Gaelic Irish noble family from Munster

The MacCarthy dynasty of Muskerry is a tacksman branch of the MacCarthy Mor dynasty, the Kings of Desmond.

== Origins and advancement ==

The MacCarthy of Muskerry are a cadet branch of the MacCarthy Mor, Kings of Desmond. This cadet branch was founded by Dermot MacCarthy, 1st Lord of Muskerry, second son of Cormac MacCarthy Mor, King of Desmond, who was in 1353 created Lord of Muskerry by the English. This title's position is unclear. Cormac Laidir MacCarthy, 9th Lord of Muskerry was called Dominus and F. Dermot's descendant Cormac Oge MacCarthy, 17th Lord of Muskerry, was in 1628 created Charles MacCarthy, 1st Viscount Muskerry, and his son, the 2nd Viscount Muskerry, was in 1658 created Donough MacCarty, 1st Earl of Clancarty.

★ ★ ★ ★ ★

Task goal => According to the extract on the MacCarthy dynasty of Muskerry, in what year did the English create Dermot MacCarthy Lord of Muskerry?

Collected data =>

★ ★ ★ ★ ★

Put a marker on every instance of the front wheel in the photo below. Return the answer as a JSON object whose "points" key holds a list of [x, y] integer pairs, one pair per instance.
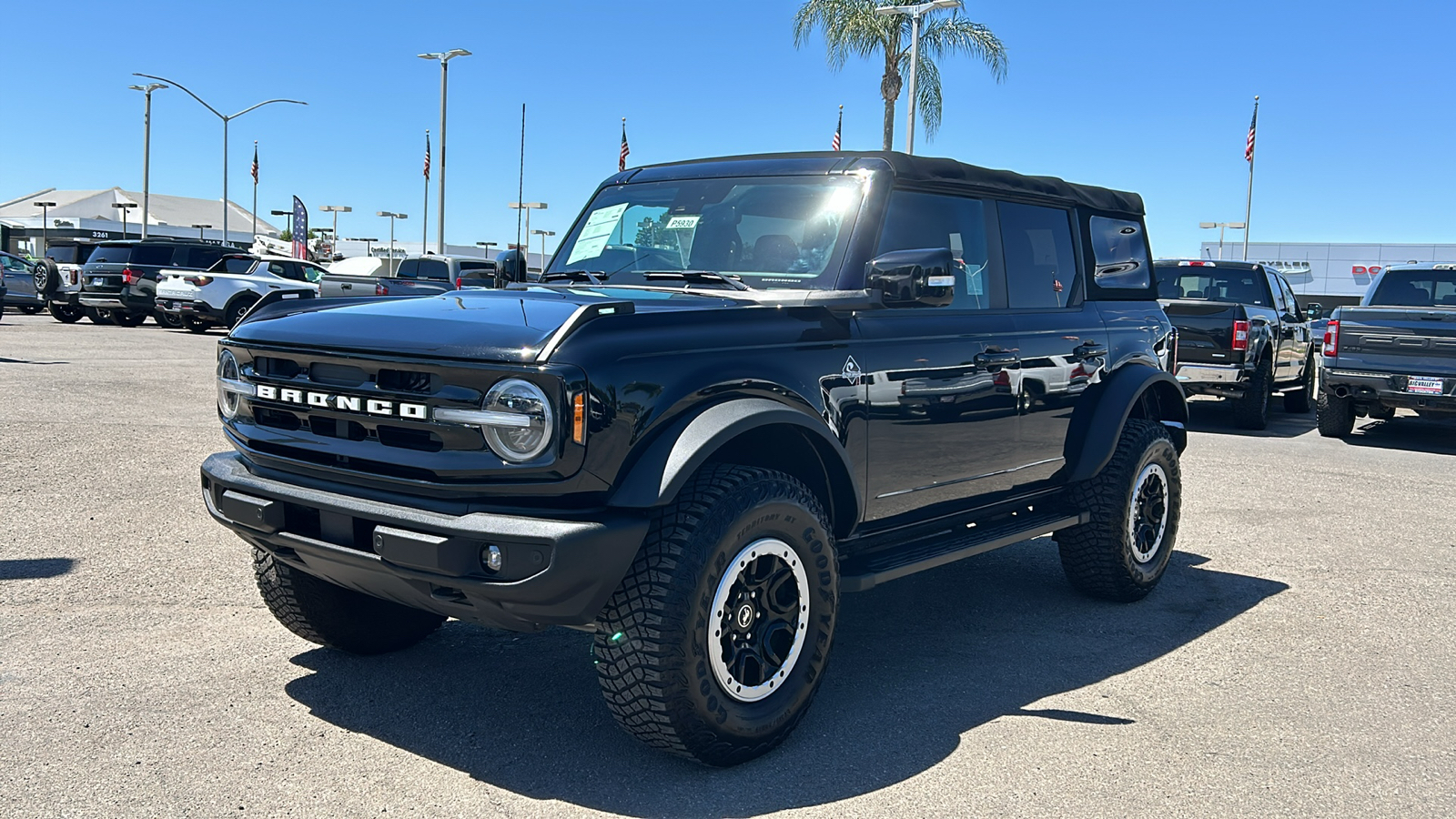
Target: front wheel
{"points": [[1135, 503], [717, 640]]}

★ ★ ★ ★ ★

Completed exercise => 1353